Correlation Functions¶

The scripts described below are wrappers of the Corrfunc code (Sinha & Garrison 2017), used to create full-survey and jackknife correlation functions. The former are used in the computation of the Gaussian covariance matrices, and the latter allow for determination of the shot-noise rescaling parameter, if the JACKKNIFE mode is used. If the correlation function is required to be computed in a different manner, user-input correlation functions can simply replace the output of these codes, with the file-types described in File Inputs.

Full Survey Correlation Functions¶

To compute the covariance matrix estimates \(\hat{C}_{ab}\) we require some estimate of the correlation function. Here, we compute the full-survey correlation function with a specified binning using Corrfunc. We provide routines for both 1- and 2-field scenarios (computing the fields \(\{\xi^{11}(r,\mu), \xi^{12}(r,\mu), \xi^{22}(r,\mu)\}\) in the latter case). This uses both the galaxies and random particle files, and requires a correlation function binning file, such as created by Create Binning Files. The estimations are computed via the Landy-Szalay estimator using \(\xi^{XY}_a = (\widehat{DD}_a^{XY} - \widehat{DR}_a^{XY} - \widehat{DR}_a^{YX} + \widehat{RR}_a^{XY})/\widehat{RR}_a^{XY}\) for bin \(a\), fields \(X, Y\) with DD/DR/RR specifying data-data / data-random / random-random pair counts. The hats indicate that the quantities are normalized by the product of the summed weights in the two fields (i.e. \(\sum_{i\in X}w_i^X\sum_{j\in Y}w_j^Y\)). Note that the binned correlation function estimates \(\hat\xi^{XY}_a\) cannot simply placed at the bin-centers and interpolated to give a smooth \(\xi^{XY}(r,\mu)\) estimate; here we use an iterative approach to convert these estimates into interpolation points for the smooth \(\xi^{XY}(r,\mu)\).

The scripts take two sets of random particle files; one to compute \(DR\) counts and one to compute \(RR\) counts. This allows for a larger number of randoms to be used for \(RR\) counts, as is often useful.

Periodicity: This script can be run for periodic or aperiodic input data; this corresponds to measuring \(\mu\) from the \(z\) or radial axis respectively. If the data is periodic (e.g. from a cosmological box simulation) the -DPERIODIC flag should be set on compilation of the full C++ code in Covariance Matrix Estimation.

= = = = = = =

WHAT TO DO
Continue the correlation-function documentation from the point where it stops.

DATA SECTION

= = = = = = =

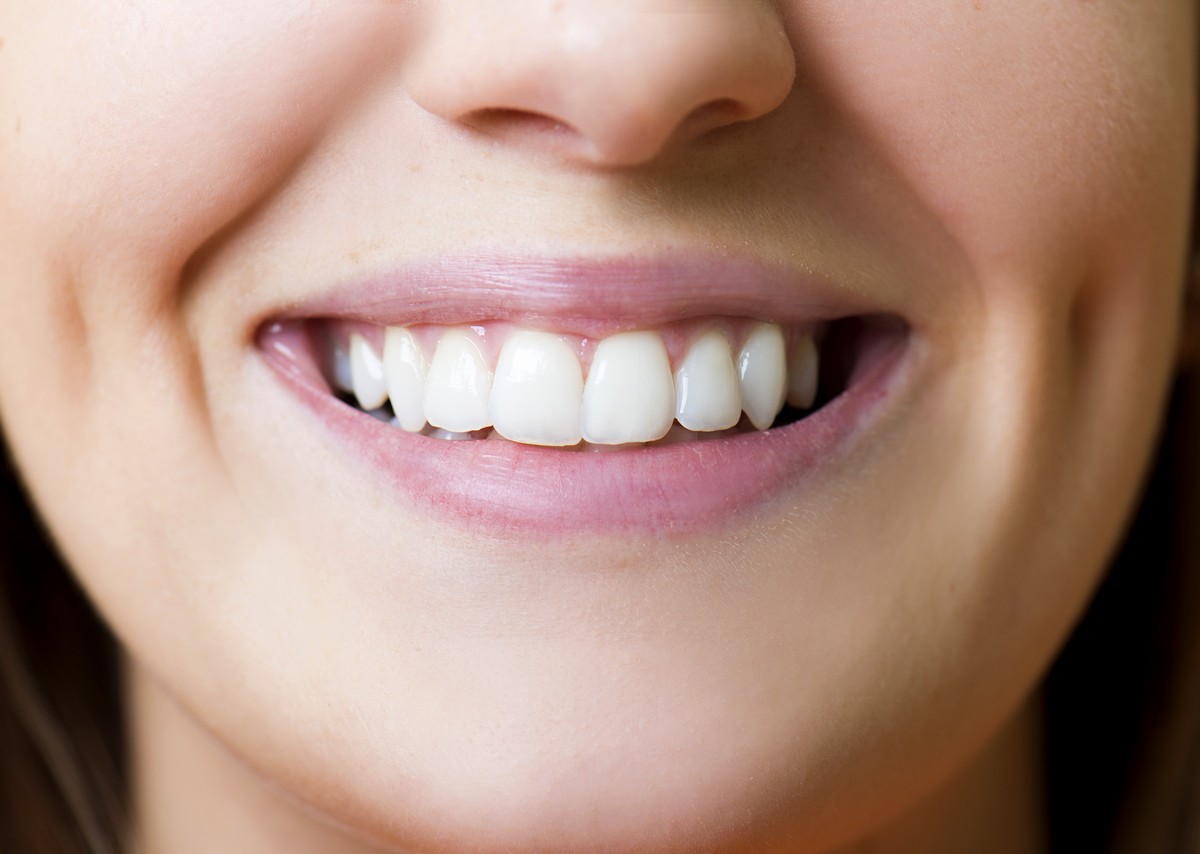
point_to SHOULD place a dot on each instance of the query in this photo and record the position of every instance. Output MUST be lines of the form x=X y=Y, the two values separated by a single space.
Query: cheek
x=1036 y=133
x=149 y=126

= = = = = = =

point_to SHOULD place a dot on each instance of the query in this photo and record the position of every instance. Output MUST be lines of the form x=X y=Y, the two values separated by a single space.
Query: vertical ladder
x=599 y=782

= = = = = = =

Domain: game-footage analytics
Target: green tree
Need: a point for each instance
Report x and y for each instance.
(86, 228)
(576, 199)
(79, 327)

= = = = = = =

EXERCISE ANSWER
Usage

For a single field analysis:

python python/xi_estimator.py {GALAXY_FILE} {RANDOM_FILE} {RADIAL_BIN_FILE_DR} {RADIAL_BIN_FILE_RR} {MU_MAX} {N_MU_BINS} {NTHREADS} {PERIODIC} {OUTPUT_DIR} [{RR_counts}]

For an analysis using two distinct fields:

python python/xi_estimator_cross.py {GALAXY_FILE_1} {GALAXY_FILE_2} {RANDOM_FILE_1_DR} {RANDOM_FILE_1_RR} {RANDOM_FILE_2_DR} {RANDOM_FILE_2_RR} {RADIAL_BIN_FILE} {MU_MAX} {N_MU_BINS} {NTHREADS} {PERIODIC} {OUTPUT_DIR} [{RR_counts_11} {RR_counts_12} {RR_counts_22}]

NB: The two field script computes all three distinct (cross-)correlations between the two fields, thus has a runtime \(\sim\) 3 times that of xi_estimator.py. The two fields should be distinct to avoid issues with double counting.

Input Parameters

{GALAXY_FILE}, {GALAXY_FILE_1}, {GALAXY_FILE_2}: Input ASCII file containing galaxy positions and weights in {x,y,z,weight,jackknife_ID} format such as that created with the Pre-Processing scripts. (Jackknives are not used in this script and may be omitted). This should be in .csv, .txt or .dat format with space-separated columns.
{RANDOM_FILE_DR}, {RANDOM_FILE_1_DR}, {RANDOM_FILE_2_DR}: Input ASCII file containing random particle positions and weights to be used for DR pair counting (with filetype as for the galaxy files).
{RANDOM_FILE_RR}, {RANDOM_FILE_1_RR}, {RANDOM_FILE_2_RR}: Input ASCII file containing random particle positions and weights to be used for RR pair counting (with filetype as for the galaxy files). NB: If pre-computed RR pair counts are specified only the length of the RR random file is used by the code (for normalization).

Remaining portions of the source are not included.